Campos, em um momento de pura inspiração,
foi equiparada a Milão e Nova Iorque. Em um típico caso de vertigem de baixa
altura, foi lançado na planície do Solar e da Senzala o mesmo slogan, adaptado,
que meses antes tinha sido apresentado na Itália e nos EUA: “Lockdown Não.
Campos não pode parar”. Culparam o Prefeito, que seguiu as recomendações das
instituições de pesquisa científica e da OMS, pelos prejuízos econômicos no
comércio da cidade e pelo crescente desemprego. Nenhuma culpa foi atribuída ao
presidente por sua falta de atitude na criação de medidas para a Economia.
Prefeitos e Governadores do país, quando a
quarentena aproximava-se de seu terceiro mês, pressionados e enfraquecidos
politica e economicamente, resolveram flexibilizar as regras de isolamento sem
que houvesse redução nas quantidades de casos e de mortes diárias. A
quarentena, desacreditada e desestimulada pelo presidente da republica, nunca
atingiu os resultados esperados. Com isso, a epidemia só fez recrudescer –
ampliando não apenas a tragédia humanitária, mas degradando cada vez mais
nossas fracas bases econômicas. A crise, que poderia ter durado entre 3 e 5
meses, parece se desdobrar no tempo e no espaço. Não há previsão de quando isso
vai acabar e nem os rincões mais distantes do país estão em segurança.

Instruções
1: De acordo com o texto sobre a quarentena em Campos, qual slogan foi lançado na cidade?
2: Com base no texto sobre a quarentena em Campos, explique por que a epidemia recrudesceu.
3: Prossiga com a redação do texto sobre a quarentena em Campos a partir da última frase apresentada.

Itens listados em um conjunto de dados
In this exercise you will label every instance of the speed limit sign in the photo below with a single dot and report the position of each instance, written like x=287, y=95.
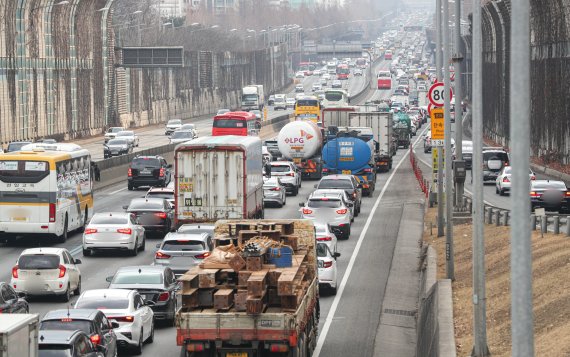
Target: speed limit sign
x=436, y=94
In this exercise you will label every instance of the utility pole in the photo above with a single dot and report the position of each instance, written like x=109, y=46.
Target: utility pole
x=480, y=348
x=448, y=179
x=521, y=257
x=438, y=62
x=457, y=59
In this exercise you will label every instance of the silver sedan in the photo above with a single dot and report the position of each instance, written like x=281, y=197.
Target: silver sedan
x=113, y=230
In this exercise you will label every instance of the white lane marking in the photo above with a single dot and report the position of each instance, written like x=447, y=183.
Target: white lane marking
x=117, y=191
x=338, y=296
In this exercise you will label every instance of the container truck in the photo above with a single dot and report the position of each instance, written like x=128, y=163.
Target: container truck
x=381, y=124
x=19, y=335
x=263, y=303
x=252, y=97
x=218, y=177
x=347, y=154
x=301, y=142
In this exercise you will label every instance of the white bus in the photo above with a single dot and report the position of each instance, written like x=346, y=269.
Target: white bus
x=335, y=98
x=45, y=189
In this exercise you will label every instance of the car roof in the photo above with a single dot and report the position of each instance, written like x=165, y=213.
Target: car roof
x=62, y=337
x=181, y=235
x=86, y=314
x=43, y=250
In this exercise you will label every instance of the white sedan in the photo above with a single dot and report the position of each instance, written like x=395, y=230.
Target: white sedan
x=129, y=309
x=327, y=269
x=503, y=181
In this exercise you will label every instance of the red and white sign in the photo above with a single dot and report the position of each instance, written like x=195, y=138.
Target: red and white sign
x=436, y=94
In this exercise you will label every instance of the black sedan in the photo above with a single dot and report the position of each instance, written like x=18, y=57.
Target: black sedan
x=154, y=283
x=156, y=215
x=116, y=147
x=11, y=302
x=550, y=195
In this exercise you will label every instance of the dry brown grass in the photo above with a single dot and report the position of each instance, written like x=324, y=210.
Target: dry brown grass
x=551, y=288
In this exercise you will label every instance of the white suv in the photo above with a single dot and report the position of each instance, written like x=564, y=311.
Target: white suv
x=289, y=174
x=47, y=271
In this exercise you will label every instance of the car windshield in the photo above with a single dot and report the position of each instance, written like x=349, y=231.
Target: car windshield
x=322, y=250
x=117, y=142
x=280, y=168
x=331, y=183
x=109, y=219
x=145, y=162
x=184, y=245
x=544, y=185
x=146, y=205
x=38, y=261
x=324, y=203
x=67, y=324
x=102, y=303
x=51, y=350
x=181, y=135
x=135, y=277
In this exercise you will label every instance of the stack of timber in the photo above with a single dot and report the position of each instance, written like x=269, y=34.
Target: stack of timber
x=242, y=279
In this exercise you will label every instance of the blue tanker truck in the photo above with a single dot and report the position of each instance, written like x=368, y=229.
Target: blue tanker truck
x=347, y=154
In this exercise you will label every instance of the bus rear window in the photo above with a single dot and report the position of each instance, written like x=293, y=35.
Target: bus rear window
x=229, y=123
x=21, y=171
x=307, y=103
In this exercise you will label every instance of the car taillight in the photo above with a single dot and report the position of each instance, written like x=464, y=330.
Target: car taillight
x=161, y=255
x=160, y=215
x=122, y=318
x=52, y=212
x=62, y=270
x=96, y=339
x=202, y=256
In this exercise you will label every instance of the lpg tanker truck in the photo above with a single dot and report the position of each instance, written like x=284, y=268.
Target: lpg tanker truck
x=348, y=154
x=301, y=142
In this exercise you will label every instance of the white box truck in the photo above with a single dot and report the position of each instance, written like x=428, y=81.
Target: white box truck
x=252, y=97
x=19, y=335
x=218, y=177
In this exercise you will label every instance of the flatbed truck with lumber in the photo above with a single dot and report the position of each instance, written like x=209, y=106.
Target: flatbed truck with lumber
x=257, y=295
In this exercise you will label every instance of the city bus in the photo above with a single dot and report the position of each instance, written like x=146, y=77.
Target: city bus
x=384, y=80
x=335, y=97
x=342, y=71
x=45, y=189
x=308, y=108
x=236, y=123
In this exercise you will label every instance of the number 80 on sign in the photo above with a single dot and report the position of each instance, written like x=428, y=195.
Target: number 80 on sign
x=436, y=94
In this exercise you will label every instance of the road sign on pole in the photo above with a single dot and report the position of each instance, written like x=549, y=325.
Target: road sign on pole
x=437, y=125
x=436, y=94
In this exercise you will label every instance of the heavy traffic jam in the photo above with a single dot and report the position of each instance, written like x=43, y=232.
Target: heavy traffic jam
x=233, y=242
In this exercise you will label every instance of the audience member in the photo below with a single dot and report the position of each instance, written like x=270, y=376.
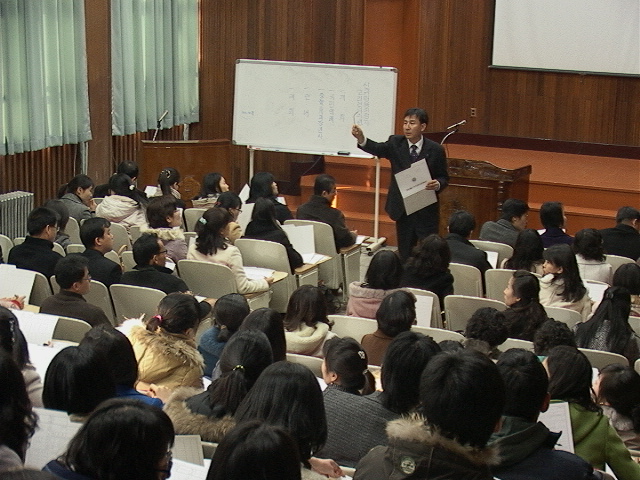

Respostas
1: O slogan lançado foi “Lockdown Não. Campos não pode parar”.

2: A quarentena, desacreditada e desestimulada pelo presidente da república, nunca atingiu os resultados esperados. Em consequência disso, a epidemia só fez recrudescer, o que ampliou a tragédia humanitária e degradou ainda mais as fracas bases econômicas do país.

3:
E não é só isso. Quanto mais a crise se
desdobra, mais ela se aproxima de nós. Continuamos longe demais das capitais,
mas agora temos um vírus em nossas ruas. As pessoas contaminadas, que antes não
falavam português e que depois passaram apenas a ter outros sotaques, agora são
nossas conterrâneas e se referem ao coronavírus como “vírus cabrunco” ou “vírus
lamparão”. E na medida em que as restrições de movimentação são reduzidas, os
números de casos diários se multiplicam. Já passamos de mil casos e o número de
casos diários, atualmente, já supera o número de casos registrados ao longo das
primeiras semanas da pandemia por aqui. Os doentes agora não possuem apenas
histórias, eles possuem histórias conhecidas, pois seus semblantes também são
conhecidos. Boa parte de nós, hoje, conhece alguém que já teve a doença – ou
mesmo alguém que já perdeu a vida para a doença. O problema estava na China,
chegou na Europa, alcançou os Estados Unidos e viajou ao sul para desembarcar
em São Paulo, no Rio e, depois, em nossa cidade. As vítimas que eram
estrangeiras, tornaram-se compatriotas e agora são conterrâneas. O que estava
longe, chegou em nossa cidade, faz parte da vizinhança e, se já não o fez,
poderá em breve atingir nossas famílias. E o mais triste é saber que nem a
tragédia será capaz de abalar os discursos obtusos e os argumentos mentecaptos
que contaminaram nosso povo.
Carlos Valpassos
Antropólogo – Universidade Federal Fluminense.
* Publicado no site do Jornal Folha da Manhã em 13 de Junho de 2020.